## Passage shown
Start of Block

Certification changes the stakes
If you’re offering certification to recognize clinical competence, do not kid yourself that simple monetization is enough. That is squarely in commercialization territory, and it calls for a defensible, scalable, fully supported offering.
Why? Because certification makes a bigger promise. It suggests standards, structure, credible assessment, and a level of support that can stand up under scrutiny. It isn’t casual. It isn’t a thin add-on. And it’s definitely not something I’d place in the same category as “let’s charge a few dollars for access.”
Monetization does not cut it when the promise is competence.
Why this matters so much in CE
For decades, my business has been recognized by multiple organizations as a provider of continuing education. So yes, I believe in CE. And I don’t believe the CE credit itself should be the main thing being sold.
CE should support transformation. It should help professionals do better, not just know more. At its best, CE offers a triple win: better clinician performance, better patient outcomes, and stronger business results. That is very different from saying, “Clinicians need credits, so let’s charge for them.”
If the credit is doing all the heavy lifting, the learning may not be doing enough work.
Commercialization is not one extra thing
A workbook alone doesn’t equal commercialization. A tutorial alone doesn’t equal commercialization. A certificate alone doesn’t equal commercialization. Commercialization is not one add-on. It is a stronger whole.
This is where monetization vs commercialization of training stops being theoretical and becomes painfully obvious.
It usually involves multiple value-added elements working together: better structure, useful tools, application support, clearer guidance, smoother logistics, stronger follow-through, and operational readiness.

End of Block

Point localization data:
Start of Block

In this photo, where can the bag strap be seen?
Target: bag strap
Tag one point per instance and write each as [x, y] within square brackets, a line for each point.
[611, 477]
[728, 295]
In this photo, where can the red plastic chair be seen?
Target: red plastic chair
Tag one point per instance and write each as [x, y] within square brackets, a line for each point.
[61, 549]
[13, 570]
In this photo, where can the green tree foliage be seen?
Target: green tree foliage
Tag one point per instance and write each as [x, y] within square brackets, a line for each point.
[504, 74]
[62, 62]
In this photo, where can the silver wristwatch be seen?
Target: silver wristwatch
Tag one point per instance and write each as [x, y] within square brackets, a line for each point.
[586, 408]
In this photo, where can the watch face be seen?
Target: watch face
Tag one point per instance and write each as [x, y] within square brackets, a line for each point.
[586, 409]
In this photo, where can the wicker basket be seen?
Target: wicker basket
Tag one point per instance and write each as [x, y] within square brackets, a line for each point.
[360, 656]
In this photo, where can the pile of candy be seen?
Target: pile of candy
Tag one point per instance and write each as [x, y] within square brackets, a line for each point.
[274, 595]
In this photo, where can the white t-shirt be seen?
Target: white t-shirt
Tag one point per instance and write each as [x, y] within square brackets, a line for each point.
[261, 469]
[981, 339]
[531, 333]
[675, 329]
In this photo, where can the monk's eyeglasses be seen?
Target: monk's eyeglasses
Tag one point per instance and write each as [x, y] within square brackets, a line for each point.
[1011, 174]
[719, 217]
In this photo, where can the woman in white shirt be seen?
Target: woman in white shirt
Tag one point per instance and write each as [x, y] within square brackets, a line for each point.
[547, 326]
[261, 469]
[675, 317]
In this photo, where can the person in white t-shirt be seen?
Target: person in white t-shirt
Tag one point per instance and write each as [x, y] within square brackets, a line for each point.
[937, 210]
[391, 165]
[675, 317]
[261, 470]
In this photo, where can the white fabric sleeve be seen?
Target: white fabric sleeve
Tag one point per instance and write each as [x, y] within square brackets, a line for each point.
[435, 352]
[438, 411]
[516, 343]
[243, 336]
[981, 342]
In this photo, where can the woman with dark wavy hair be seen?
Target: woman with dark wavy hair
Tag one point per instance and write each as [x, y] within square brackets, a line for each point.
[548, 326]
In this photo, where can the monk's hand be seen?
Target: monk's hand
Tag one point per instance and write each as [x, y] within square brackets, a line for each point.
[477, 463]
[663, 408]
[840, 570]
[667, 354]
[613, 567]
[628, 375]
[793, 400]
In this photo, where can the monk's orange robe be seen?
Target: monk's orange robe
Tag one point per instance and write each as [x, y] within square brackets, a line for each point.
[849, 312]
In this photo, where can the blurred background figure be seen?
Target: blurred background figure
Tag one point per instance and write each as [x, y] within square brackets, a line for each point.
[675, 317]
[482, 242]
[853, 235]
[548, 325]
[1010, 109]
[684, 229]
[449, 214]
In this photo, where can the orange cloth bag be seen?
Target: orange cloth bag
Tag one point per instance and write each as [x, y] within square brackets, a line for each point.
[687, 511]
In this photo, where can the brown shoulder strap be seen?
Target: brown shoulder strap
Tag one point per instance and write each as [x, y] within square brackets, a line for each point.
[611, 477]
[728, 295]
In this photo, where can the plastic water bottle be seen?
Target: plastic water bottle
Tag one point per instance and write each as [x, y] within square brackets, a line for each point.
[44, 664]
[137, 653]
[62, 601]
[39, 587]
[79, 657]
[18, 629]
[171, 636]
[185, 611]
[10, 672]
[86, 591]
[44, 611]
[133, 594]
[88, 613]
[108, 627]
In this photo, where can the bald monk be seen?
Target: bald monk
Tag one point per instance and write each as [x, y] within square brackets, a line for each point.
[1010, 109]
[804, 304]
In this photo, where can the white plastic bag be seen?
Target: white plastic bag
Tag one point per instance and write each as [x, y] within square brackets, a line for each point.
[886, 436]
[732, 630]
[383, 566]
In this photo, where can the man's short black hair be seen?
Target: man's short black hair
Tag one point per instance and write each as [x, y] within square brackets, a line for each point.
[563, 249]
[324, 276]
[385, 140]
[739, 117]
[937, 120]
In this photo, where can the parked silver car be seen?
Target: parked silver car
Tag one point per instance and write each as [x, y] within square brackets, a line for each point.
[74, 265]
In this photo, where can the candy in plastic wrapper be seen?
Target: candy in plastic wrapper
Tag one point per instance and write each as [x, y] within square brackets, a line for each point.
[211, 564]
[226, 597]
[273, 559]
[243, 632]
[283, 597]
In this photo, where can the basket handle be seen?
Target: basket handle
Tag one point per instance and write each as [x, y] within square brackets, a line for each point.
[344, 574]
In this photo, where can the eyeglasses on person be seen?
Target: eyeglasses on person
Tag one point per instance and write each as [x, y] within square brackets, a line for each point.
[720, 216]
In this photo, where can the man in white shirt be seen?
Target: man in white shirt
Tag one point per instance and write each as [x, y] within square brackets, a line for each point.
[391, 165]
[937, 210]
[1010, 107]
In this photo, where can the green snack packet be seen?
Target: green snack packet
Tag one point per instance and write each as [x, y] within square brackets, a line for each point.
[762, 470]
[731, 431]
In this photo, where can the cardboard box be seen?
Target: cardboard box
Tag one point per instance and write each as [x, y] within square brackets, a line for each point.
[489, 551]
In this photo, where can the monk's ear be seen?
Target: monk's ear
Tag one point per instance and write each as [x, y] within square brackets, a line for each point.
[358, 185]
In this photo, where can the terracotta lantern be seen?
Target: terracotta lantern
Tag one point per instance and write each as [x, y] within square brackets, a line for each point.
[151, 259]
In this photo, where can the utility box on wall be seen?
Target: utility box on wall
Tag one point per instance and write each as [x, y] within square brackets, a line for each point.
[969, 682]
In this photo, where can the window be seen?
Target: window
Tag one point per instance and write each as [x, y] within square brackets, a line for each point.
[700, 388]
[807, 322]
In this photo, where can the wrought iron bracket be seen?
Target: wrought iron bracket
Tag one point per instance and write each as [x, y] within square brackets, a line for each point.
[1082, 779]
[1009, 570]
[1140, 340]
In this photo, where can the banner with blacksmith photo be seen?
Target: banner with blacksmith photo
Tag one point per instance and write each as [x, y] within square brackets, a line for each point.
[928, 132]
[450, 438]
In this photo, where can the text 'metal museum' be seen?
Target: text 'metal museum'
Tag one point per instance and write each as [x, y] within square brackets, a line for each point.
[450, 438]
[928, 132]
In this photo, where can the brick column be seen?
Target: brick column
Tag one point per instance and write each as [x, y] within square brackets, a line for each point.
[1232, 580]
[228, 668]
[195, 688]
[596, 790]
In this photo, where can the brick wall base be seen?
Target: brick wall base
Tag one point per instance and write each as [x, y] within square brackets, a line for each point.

End of Block

## List of tasks
a) Copy the certification article from "Why? Because certification" up to and including "promise is competence.", switching each "promise" to "commitment".
b) Answer these questions from the certification article:
(i) What three results make up the "triple win" that CE offers at its best?
(ii) Which three things does the article say do not, each alone, equal commercialization?
(iii) For how long has the writer's business been recognized as a provider of continuing education?
The data has nothing to do with the certification article.

## Results by task
a)
Why? Because certification makes a bigger commitment. It suggests standards, structure, credible assessment, and a level of support that can stand up under scrutiny. It isn’t casual. It isn’t a thin add-on. And it’s definitely not something I’d place in the same category as “let’s charge a few dollars for access.”
Monetization does not cut it when the commitment is competence.

b)
(i) Better clinician performance, better patient outcomes, and stronger business results.
(ii) A workbook, a tutorial, and a certificate.
(iii) For decades.